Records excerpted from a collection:
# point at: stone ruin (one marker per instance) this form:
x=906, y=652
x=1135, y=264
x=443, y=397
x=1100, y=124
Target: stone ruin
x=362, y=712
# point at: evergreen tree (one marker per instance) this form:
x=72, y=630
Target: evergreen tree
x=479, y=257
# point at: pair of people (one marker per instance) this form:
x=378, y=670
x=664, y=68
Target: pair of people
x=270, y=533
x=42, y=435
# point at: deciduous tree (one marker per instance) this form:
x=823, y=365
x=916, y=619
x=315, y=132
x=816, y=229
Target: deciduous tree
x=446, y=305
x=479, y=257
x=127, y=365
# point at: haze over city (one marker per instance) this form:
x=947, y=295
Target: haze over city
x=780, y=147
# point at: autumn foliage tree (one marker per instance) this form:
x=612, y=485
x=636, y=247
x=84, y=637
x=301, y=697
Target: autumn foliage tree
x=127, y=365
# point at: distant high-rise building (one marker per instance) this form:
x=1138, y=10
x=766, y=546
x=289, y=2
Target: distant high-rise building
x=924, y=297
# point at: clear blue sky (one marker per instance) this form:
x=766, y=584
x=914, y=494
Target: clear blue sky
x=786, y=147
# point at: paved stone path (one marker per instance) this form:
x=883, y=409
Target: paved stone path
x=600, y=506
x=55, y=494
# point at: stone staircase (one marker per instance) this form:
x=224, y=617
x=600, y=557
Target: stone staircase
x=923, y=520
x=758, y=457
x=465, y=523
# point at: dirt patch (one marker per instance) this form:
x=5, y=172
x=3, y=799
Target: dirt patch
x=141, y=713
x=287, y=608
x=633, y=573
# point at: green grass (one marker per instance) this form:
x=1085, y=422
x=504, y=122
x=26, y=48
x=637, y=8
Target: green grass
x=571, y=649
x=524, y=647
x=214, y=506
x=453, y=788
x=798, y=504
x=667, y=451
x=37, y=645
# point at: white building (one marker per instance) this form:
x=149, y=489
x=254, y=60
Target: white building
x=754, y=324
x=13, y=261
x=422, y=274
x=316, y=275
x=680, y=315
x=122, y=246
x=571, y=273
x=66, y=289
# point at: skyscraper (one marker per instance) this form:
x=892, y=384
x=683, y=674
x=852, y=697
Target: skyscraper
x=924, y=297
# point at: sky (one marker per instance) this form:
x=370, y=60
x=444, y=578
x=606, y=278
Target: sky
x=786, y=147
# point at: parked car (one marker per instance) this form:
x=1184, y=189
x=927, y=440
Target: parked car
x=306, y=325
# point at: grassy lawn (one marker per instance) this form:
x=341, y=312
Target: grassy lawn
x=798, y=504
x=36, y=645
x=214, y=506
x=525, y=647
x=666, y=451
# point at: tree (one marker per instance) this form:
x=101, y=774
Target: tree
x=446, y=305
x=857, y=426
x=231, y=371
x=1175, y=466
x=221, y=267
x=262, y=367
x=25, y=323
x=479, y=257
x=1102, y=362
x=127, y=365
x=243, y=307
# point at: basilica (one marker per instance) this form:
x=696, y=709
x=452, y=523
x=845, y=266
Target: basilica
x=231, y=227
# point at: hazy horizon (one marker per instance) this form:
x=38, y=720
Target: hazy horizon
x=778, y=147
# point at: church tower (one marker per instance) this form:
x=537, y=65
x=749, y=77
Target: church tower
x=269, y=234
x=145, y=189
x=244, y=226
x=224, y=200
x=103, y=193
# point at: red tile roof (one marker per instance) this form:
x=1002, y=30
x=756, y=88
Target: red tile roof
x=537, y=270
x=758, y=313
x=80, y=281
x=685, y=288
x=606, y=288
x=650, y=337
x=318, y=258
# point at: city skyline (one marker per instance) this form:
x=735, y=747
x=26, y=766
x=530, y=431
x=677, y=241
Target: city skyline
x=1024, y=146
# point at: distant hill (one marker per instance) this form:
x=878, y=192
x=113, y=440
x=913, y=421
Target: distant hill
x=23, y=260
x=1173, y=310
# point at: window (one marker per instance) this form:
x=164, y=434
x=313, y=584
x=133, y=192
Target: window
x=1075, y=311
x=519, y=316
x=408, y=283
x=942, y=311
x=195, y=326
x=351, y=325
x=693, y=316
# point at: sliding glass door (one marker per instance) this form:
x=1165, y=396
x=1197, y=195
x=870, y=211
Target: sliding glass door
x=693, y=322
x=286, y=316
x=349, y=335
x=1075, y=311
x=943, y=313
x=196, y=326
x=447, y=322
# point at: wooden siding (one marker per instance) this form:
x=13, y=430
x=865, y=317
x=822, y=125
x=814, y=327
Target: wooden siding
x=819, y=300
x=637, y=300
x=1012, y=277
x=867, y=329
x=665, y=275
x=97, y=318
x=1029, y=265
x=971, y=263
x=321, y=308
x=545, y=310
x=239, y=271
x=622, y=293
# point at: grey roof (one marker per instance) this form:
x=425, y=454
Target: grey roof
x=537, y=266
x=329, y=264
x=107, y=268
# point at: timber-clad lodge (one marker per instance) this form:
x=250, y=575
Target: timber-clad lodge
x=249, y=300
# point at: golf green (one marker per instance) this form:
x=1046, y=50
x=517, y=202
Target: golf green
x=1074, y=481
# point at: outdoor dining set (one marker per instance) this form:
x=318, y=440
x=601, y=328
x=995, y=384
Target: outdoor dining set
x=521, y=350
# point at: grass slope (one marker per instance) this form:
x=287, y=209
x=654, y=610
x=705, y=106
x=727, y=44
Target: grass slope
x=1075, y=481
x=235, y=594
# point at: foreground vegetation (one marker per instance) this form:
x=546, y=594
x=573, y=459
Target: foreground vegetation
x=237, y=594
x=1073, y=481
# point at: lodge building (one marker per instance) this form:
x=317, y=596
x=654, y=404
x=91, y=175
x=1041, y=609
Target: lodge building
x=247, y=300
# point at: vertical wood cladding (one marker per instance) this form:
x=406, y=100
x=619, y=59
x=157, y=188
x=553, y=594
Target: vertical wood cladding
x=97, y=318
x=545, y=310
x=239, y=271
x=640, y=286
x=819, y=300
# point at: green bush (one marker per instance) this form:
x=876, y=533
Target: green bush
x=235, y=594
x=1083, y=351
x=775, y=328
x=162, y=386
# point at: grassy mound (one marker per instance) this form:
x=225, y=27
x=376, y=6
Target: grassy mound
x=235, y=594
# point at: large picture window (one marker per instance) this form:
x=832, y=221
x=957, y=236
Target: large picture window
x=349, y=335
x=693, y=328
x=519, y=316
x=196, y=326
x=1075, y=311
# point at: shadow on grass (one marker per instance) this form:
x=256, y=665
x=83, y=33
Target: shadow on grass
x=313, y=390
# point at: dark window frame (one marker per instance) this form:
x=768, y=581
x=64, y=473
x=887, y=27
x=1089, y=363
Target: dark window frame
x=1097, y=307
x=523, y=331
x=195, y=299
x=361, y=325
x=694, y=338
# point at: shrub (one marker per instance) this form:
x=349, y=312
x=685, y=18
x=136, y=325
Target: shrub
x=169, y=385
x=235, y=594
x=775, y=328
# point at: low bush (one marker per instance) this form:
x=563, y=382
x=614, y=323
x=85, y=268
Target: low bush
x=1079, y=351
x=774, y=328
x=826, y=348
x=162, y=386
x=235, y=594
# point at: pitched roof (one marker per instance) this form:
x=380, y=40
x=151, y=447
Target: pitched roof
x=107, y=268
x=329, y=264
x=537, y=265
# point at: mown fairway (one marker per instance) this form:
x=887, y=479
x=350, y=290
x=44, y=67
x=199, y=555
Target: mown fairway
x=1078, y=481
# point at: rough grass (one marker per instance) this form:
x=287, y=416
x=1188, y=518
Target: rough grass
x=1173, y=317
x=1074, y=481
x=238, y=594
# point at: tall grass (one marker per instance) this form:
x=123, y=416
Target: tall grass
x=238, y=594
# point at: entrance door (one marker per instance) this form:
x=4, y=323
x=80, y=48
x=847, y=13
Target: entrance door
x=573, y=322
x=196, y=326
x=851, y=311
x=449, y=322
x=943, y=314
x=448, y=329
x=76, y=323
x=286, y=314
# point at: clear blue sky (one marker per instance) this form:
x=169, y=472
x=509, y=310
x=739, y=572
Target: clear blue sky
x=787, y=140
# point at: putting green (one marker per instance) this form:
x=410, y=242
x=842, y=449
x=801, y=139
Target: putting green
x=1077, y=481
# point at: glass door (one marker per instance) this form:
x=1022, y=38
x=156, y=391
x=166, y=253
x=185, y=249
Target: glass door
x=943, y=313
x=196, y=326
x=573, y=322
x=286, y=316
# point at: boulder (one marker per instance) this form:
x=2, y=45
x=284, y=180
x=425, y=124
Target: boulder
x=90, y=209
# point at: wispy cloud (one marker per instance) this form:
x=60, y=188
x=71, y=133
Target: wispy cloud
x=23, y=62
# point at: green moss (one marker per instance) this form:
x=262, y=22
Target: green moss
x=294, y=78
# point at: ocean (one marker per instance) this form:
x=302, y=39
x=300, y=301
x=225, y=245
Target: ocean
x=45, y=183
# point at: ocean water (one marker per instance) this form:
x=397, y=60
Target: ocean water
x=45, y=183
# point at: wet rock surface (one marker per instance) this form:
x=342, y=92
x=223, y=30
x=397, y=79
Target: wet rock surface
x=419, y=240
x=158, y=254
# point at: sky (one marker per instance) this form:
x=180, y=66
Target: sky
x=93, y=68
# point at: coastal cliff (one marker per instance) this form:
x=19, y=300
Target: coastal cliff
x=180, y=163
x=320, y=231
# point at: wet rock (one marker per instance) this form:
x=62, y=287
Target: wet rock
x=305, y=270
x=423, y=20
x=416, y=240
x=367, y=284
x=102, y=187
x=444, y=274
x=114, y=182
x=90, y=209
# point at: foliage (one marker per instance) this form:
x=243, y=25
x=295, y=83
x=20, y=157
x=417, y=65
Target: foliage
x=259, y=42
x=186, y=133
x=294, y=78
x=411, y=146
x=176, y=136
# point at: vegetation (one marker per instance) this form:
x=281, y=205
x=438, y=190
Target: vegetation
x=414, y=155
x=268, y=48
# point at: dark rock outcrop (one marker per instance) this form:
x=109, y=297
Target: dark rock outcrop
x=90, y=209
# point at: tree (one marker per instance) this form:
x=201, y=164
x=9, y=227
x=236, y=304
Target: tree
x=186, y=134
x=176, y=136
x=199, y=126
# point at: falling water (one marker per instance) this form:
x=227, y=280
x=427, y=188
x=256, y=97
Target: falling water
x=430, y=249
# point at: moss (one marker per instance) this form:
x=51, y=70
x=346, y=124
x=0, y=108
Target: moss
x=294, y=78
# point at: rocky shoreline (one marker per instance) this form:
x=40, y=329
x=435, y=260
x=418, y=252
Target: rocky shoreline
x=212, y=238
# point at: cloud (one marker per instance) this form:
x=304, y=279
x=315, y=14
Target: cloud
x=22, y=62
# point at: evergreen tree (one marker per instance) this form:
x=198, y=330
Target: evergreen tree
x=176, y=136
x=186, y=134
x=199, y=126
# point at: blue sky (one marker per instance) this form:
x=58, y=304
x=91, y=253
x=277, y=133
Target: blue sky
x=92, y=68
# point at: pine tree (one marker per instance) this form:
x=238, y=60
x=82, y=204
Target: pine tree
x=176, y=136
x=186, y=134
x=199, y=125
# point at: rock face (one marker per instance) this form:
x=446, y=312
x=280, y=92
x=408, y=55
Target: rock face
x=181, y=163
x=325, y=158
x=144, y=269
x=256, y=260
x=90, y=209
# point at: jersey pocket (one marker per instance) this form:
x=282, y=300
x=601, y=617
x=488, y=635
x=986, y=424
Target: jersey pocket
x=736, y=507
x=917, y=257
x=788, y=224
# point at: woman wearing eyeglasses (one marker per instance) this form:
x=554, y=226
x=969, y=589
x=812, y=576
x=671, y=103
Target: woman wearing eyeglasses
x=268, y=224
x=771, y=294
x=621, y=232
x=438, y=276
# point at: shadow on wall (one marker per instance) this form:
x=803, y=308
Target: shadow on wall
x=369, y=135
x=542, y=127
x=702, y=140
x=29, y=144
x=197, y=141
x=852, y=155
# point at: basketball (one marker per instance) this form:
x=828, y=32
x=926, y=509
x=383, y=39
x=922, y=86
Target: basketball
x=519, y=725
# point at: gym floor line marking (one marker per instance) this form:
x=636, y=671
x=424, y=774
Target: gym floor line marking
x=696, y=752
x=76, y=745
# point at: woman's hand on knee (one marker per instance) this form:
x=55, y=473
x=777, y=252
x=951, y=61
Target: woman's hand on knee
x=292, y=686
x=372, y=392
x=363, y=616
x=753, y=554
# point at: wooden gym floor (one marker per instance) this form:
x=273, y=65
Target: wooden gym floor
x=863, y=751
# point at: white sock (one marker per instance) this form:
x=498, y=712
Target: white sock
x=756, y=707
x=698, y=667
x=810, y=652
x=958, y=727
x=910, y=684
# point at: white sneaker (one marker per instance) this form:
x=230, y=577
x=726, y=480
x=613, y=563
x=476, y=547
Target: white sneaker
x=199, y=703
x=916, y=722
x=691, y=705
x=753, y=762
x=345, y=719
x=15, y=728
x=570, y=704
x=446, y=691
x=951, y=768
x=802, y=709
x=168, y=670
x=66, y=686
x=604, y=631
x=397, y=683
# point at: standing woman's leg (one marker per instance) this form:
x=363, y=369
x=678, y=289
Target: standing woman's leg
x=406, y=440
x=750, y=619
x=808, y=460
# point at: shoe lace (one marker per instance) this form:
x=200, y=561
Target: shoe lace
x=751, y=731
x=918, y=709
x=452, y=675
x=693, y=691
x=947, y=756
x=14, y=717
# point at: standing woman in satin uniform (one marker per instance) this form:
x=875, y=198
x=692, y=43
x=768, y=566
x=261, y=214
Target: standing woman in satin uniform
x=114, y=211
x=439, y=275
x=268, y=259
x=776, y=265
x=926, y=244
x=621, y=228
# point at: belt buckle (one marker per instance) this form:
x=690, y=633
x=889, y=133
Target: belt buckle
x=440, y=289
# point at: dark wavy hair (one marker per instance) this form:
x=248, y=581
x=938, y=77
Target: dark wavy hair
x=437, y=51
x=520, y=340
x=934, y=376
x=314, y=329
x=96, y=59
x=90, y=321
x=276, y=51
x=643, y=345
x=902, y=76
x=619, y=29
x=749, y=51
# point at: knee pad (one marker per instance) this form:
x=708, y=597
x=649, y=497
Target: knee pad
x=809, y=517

» **ASSIGNMENT**
Please transcribe exactly the lines above from the line that has "# point at: deciduous" up to and including the line that has "x=101, y=774"; no other line belongs in the answer.

» **FINISHED EXERCISE**
# point at: deciduous tree (one marker per instance) this form:
x=823, y=365
x=916, y=619
x=315, y=132
x=816, y=229
Target: deciduous tree
x=446, y=305
x=479, y=257
x=127, y=365
# point at: haze over city (one marker per instance) this form:
x=947, y=295
Target: haze over city
x=780, y=147
# point at: autumn foliage tree (one marker per instance) this form:
x=612, y=485
x=636, y=247
x=84, y=637
x=301, y=697
Target: autumn foliage tree
x=127, y=365
# point at: distant high-rise building (one marker per instance) this form:
x=1138, y=10
x=766, y=546
x=289, y=2
Target: distant high-rise building
x=924, y=297
# point at: clear blue sky (one marker per instance) this form:
x=766, y=584
x=914, y=494
Target: clear blue sky
x=786, y=147
# point at: paved stone path (one marker per instance) this form:
x=883, y=409
Target: paved stone path
x=600, y=506
x=55, y=494
# point at: stone staircase (one marker per instance) this form:
x=224, y=617
x=600, y=557
Target: stone staircase
x=923, y=520
x=758, y=457
x=465, y=523
# point at: dirt patch (one marker per instance) this form:
x=5, y=172
x=3, y=799
Target: dirt patch
x=141, y=713
x=287, y=608
x=633, y=573
# point at: green grass (one marker per instance) this form:
x=1085, y=422
x=504, y=122
x=26, y=48
x=637, y=8
Target: green grass
x=571, y=649
x=524, y=647
x=214, y=506
x=453, y=788
x=798, y=504
x=667, y=451
x=37, y=645
# point at: white building (one marker per instance) this form:
x=149, y=489
x=254, y=60
Target: white building
x=754, y=324
x=13, y=261
x=422, y=274
x=316, y=275
x=680, y=315
x=122, y=246
x=571, y=273
x=66, y=289
# point at: skyscraper (one marker per instance) this form:
x=892, y=384
x=683, y=674
x=852, y=697
Target: skyscraper
x=924, y=297
# point at: sky (one marker per instance) this form:
x=370, y=60
x=444, y=578
x=606, y=278
Target: sky
x=786, y=147
# point at: parked car (one marker per instance) this form:
x=1184, y=189
x=927, y=440
Target: parked car
x=306, y=325
# point at: grassy lawn (one marker per instance) this form:
x=341, y=312
Target: grassy lawn
x=798, y=504
x=36, y=645
x=214, y=506
x=525, y=647
x=666, y=451
# point at: tree (one marker per instance) this form:
x=101, y=774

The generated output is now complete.